§ **Assigned task 1**: Please condense the paragraph in the excerpt on King Faisal Hospital below that begins "The Director of Continuing Quality" into a short bulleted list that keeps its main facts.
§ **Assigned task 2**: In the excerpt on King Faisal Hospital below, who is named as the hospital's Board Chairman?

§ **Excerpt**:
King Faisal Hospital’s Board Chairman, Dr. Innocent Nyaruhirira, has said the hospital was encouraging the employment of nurses from other countries as a way of boosting its capacity.
“We did not just go for Kenyan nurses because we wanted to. We needed quality nurses who have expertise in many fields, to improve the hospital standards,” Dr Nyaruhirira told The New Times.
He added that Rwanda has no centre that gives nurses the same expertise.
“Kigali Health Institute trains nurses but these nurses need specialisation in some fields. That is the reason we went for the Kenyans,” he explains.
The Director of Continuing Quality, Claire Karibika, said that the hospital is dealing with specialisation, and is seeking the accreditation of the Council for Health Service Accreditation of Southern Africa (COHSASA).
She added that by the end of next year, the hospital will undergo evaluation in order to join the body that will make KFH meet international standards.
“Yes, if you want good quality, you pay for it. We wanted competent nurses,” Karibika emphasised.
Since 1998, KFH has been providing a high level of general medical care.

§ **Data shown**:
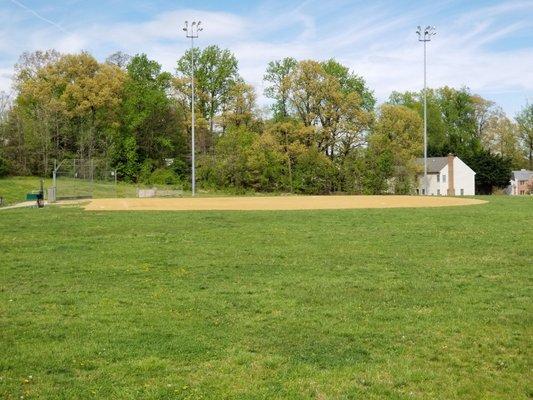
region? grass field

§ **Exercise output 1**:
- Claire Karibika is the hospital's Director of Continuing Quality.
- She said the hospital is working on specialization.
- The hospital is seeking accreditation from the Council for Health Service Accreditation of Southern Africa (COHSASA).

§ **Exercise output 2**: Dr. Innocent Nyaruhirira.